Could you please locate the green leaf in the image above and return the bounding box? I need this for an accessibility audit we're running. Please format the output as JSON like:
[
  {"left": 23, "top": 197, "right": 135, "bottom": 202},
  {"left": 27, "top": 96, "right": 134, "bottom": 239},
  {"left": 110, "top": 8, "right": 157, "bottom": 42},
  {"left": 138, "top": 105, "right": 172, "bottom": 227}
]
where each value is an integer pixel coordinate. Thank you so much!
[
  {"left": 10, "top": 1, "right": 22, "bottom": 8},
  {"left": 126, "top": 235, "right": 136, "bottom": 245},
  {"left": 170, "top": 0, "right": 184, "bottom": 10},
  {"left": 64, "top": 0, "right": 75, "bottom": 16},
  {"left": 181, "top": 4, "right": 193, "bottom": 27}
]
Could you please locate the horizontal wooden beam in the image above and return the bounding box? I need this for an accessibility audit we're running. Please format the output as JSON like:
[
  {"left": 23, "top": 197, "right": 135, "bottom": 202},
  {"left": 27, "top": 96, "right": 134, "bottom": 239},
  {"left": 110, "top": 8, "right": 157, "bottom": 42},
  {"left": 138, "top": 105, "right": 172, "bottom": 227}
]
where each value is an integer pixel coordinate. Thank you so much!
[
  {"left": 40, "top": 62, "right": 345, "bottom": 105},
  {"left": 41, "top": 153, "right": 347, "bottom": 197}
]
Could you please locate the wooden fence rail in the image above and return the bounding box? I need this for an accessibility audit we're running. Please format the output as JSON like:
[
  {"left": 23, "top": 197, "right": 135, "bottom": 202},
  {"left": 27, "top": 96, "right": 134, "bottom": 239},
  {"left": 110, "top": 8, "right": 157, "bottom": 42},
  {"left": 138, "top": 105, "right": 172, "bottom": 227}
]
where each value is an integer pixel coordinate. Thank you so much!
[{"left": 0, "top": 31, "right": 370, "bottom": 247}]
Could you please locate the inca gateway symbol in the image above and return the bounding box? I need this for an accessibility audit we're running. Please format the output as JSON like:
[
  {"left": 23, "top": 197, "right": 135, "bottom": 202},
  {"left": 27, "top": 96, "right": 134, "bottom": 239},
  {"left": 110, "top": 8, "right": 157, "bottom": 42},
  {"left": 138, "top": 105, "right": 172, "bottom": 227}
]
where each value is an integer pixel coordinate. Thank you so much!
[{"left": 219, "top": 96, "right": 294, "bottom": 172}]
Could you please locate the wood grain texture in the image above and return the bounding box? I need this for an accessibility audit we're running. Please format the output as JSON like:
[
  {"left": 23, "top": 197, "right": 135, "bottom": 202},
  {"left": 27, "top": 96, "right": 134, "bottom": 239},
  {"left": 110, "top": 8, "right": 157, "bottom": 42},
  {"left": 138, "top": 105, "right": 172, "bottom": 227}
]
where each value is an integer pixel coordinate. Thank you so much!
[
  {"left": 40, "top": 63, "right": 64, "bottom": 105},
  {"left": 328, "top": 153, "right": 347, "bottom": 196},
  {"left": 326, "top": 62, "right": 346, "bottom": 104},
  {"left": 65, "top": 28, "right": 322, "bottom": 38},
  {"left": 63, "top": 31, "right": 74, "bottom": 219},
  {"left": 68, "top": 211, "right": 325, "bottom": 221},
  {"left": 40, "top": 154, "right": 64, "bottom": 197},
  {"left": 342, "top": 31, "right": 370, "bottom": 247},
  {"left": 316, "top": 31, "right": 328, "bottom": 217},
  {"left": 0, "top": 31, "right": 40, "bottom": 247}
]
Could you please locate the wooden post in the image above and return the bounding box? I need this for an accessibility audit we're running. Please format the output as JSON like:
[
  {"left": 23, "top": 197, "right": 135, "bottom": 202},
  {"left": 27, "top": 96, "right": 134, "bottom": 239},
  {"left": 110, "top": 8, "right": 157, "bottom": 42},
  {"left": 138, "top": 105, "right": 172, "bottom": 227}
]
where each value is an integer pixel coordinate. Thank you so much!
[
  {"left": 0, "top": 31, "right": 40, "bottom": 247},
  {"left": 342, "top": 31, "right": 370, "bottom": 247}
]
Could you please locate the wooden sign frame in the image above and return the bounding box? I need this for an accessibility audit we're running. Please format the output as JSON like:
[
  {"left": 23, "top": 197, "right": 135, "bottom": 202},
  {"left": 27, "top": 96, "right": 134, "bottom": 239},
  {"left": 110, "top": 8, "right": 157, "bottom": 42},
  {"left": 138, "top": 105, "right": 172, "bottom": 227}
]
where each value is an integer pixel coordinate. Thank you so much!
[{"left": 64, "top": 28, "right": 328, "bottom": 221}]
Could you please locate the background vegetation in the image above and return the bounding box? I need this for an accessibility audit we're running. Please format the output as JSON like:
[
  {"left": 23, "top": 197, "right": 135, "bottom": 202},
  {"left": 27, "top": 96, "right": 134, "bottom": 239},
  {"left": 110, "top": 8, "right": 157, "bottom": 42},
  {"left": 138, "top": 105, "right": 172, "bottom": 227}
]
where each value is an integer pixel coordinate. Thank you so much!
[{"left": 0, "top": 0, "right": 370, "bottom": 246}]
• • • •
* [STATED TASK] Repeat all of the records above word for word.

* [FULL RESPONSE]
Could you please locate the green leaf in the image above and return the bounding box? I need this for an accessibility audit we're running. Please format the output as JSON like:
[
  {"left": 23, "top": 197, "right": 135, "bottom": 202},
  {"left": 27, "top": 96, "right": 134, "bottom": 239},
  {"left": 110, "top": 8, "right": 157, "bottom": 42},
  {"left": 138, "top": 105, "right": 172, "bottom": 227}
]
where each value is an integer pixel coordinate. Thank you so much!
[
  {"left": 10, "top": 1, "right": 22, "bottom": 8},
  {"left": 126, "top": 235, "right": 136, "bottom": 245},
  {"left": 170, "top": 0, "right": 184, "bottom": 10},
  {"left": 64, "top": 0, "right": 75, "bottom": 16},
  {"left": 181, "top": 4, "right": 193, "bottom": 27}
]
Could you please locate the horizontal wooden beam in the image above and return the bounding box? I need this for an accessibility audit we're running. Please format the output as JSON like:
[
  {"left": 23, "top": 197, "right": 135, "bottom": 202},
  {"left": 27, "top": 96, "right": 134, "bottom": 239},
  {"left": 110, "top": 8, "right": 157, "bottom": 42},
  {"left": 138, "top": 105, "right": 172, "bottom": 227}
]
where each value is an integer pixel coordinate. Thank you so much!
[
  {"left": 40, "top": 62, "right": 345, "bottom": 105},
  {"left": 41, "top": 153, "right": 347, "bottom": 197}
]
Could you please locate the wooden fence rail in the image above and return the bounding box? I need this for an accessibility audit we're running. Please format the output as JSON like:
[
  {"left": 23, "top": 197, "right": 135, "bottom": 202},
  {"left": 27, "top": 96, "right": 134, "bottom": 239},
  {"left": 110, "top": 8, "right": 157, "bottom": 42},
  {"left": 138, "top": 105, "right": 172, "bottom": 227}
]
where each value is an integer pixel coordinate. Thank you so much!
[{"left": 0, "top": 31, "right": 370, "bottom": 247}]
Could you please locate the inca gateway symbol in the image above and return the bounding box? I need this for an accessibility audit we're running. Please format the output as JSON like:
[
  {"left": 23, "top": 197, "right": 135, "bottom": 202},
  {"left": 27, "top": 96, "right": 134, "bottom": 239},
  {"left": 110, "top": 8, "right": 157, "bottom": 42},
  {"left": 138, "top": 105, "right": 172, "bottom": 227}
]
where each value is an integer pixel coordinate. Thank you so much!
[{"left": 219, "top": 96, "right": 294, "bottom": 172}]
Could you please locate the wood grain texture in the image above and return the bounding box? I need this for an accessibility audit we're running. Please format the output as JSON like:
[
  {"left": 23, "top": 197, "right": 135, "bottom": 202},
  {"left": 27, "top": 96, "right": 134, "bottom": 239},
  {"left": 110, "top": 8, "right": 157, "bottom": 42},
  {"left": 138, "top": 105, "right": 172, "bottom": 227}
]
where each value is an integer pixel coordinate. Thank you so much!
[
  {"left": 40, "top": 63, "right": 64, "bottom": 105},
  {"left": 328, "top": 153, "right": 347, "bottom": 196},
  {"left": 326, "top": 62, "right": 346, "bottom": 104},
  {"left": 65, "top": 28, "right": 322, "bottom": 38},
  {"left": 63, "top": 31, "right": 74, "bottom": 219},
  {"left": 68, "top": 211, "right": 325, "bottom": 221},
  {"left": 40, "top": 154, "right": 64, "bottom": 197},
  {"left": 342, "top": 31, "right": 370, "bottom": 247},
  {"left": 316, "top": 31, "right": 328, "bottom": 217},
  {"left": 0, "top": 31, "right": 40, "bottom": 247}
]
Could you please locate the wooden post in the image above and return the bounding box? I need this for an accessibility audit we're running. Please format the output as JSON like:
[
  {"left": 23, "top": 197, "right": 135, "bottom": 202},
  {"left": 27, "top": 96, "right": 134, "bottom": 239},
  {"left": 110, "top": 8, "right": 157, "bottom": 42},
  {"left": 138, "top": 105, "right": 172, "bottom": 227}
]
where each value is an integer pixel coordinate. Thank you so much!
[
  {"left": 0, "top": 31, "right": 40, "bottom": 247},
  {"left": 342, "top": 31, "right": 370, "bottom": 247}
]
Could you please locate the wooden sign frame in the image above and return the bounding box? I need this for an accessibility audit we're running. Please format the output as JSON like:
[
  {"left": 23, "top": 197, "right": 135, "bottom": 202},
  {"left": 27, "top": 96, "right": 134, "bottom": 239},
  {"left": 110, "top": 8, "right": 157, "bottom": 42},
  {"left": 138, "top": 105, "right": 172, "bottom": 227}
]
where each value is an integer pixel coordinate. Thank you so much!
[{"left": 64, "top": 28, "right": 328, "bottom": 221}]
Could you please locate the background vegetation in the image above and return the bounding box? I need this for an accessibility audit we're running. Please format the output as JSON like:
[
  {"left": 23, "top": 197, "right": 135, "bottom": 202},
  {"left": 27, "top": 96, "right": 134, "bottom": 239},
  {"left": 110, "top": 8, "right": 157, "bottom": 42},
  {"left": 138, "top": 105, "right": 172, "bottom": 227}
]
where each value is an integer pixel coordinate. Thank you so much!
[{"left": 0, "top": 0, "right": 370, "bottom": 246}]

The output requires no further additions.